What you need to do:
Extract from the entries below, exactly as given, only the lines from the line containing "cushion in the photo above." to the line containing "belt in the photo above.", both lines included.

--------------------------------------------------

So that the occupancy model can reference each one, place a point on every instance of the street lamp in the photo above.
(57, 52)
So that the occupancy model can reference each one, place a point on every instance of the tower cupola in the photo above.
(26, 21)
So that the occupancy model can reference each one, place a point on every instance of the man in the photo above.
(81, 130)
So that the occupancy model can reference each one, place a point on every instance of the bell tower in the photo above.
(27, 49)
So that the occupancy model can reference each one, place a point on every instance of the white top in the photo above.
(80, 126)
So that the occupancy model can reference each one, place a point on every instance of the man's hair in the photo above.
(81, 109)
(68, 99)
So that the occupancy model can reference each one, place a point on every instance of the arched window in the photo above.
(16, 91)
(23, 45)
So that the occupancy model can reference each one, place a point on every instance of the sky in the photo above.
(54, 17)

--------------------------------------------------

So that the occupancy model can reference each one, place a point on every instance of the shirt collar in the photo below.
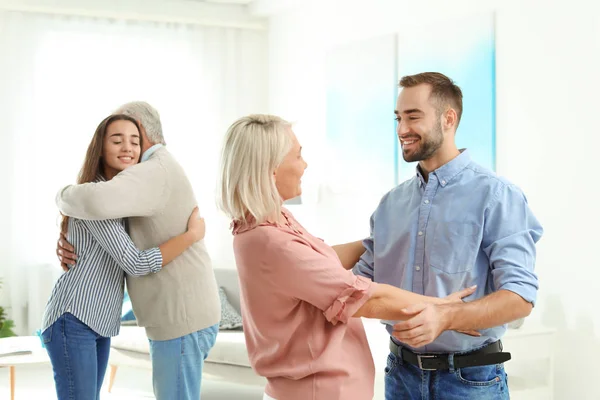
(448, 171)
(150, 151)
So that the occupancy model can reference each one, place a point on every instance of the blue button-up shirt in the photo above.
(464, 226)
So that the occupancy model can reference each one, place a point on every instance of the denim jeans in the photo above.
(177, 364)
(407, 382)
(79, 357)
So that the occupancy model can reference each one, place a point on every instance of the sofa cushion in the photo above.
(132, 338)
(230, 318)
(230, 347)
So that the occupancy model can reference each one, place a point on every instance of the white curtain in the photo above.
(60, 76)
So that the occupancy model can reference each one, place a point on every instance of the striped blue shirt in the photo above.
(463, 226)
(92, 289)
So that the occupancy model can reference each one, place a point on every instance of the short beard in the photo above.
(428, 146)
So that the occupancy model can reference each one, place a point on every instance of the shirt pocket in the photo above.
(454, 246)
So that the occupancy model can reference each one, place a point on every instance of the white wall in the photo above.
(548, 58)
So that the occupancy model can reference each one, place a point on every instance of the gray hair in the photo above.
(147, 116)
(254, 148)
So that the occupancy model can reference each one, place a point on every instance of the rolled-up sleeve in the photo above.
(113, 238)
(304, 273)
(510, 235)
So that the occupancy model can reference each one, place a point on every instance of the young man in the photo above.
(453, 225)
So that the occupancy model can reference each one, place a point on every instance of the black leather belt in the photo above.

--------------------------------------------------

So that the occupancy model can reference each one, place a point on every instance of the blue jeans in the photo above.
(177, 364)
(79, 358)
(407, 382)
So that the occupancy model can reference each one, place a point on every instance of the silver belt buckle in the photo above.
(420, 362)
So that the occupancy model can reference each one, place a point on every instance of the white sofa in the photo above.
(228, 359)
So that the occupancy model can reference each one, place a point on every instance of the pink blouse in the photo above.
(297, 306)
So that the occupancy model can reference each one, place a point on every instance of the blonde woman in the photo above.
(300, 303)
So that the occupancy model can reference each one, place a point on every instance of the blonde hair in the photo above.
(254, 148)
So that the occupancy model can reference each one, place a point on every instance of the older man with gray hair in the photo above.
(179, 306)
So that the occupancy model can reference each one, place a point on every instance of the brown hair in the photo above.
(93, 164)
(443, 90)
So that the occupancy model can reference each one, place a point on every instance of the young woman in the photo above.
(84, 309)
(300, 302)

--------------------------------------------------

Response below:
So that the occupancy model can reference each one, place a point on every instance of the sofa cushion in the photo above.
(132, 338)
(230, 318)
(230, 347)
So that the occupancy model can reference each one, place a point on every instance of the white curtain in the photo above.
(60, 76)
So that the occupancy model can reference each one, place a point on every instance of the striped blue shirt in the photo above.
(463, 226)
(92, 289)
So that the occupancy model can reference each one, place a point on every instance of the short beard in the photo above.
(428, 146)
So that the occupancy model can reference each one, place a point on every instance of the shirt pocket in the photo above.
(454, 246)
So that the occupancy model can reference each one, place a point on every instance of the white wall in the photo above.
(548, 58)
So that the occupancy model can reference each one, place a point on every instance of the gray hair in the photo above.
(147, 116)
(254, 148)
So that the occupancy model can reference each one, place a point on every instance of the rolled-up sleeve in the photo above.
(113, 238)
(304, 273)
(510, 235)
So that the occupancy model can reference each one, place a point on every instance of the young man in the photo above.
(453, 225)
So that the occupancy model can reference each one, place a point on every instance of the black leather belt in the photo above.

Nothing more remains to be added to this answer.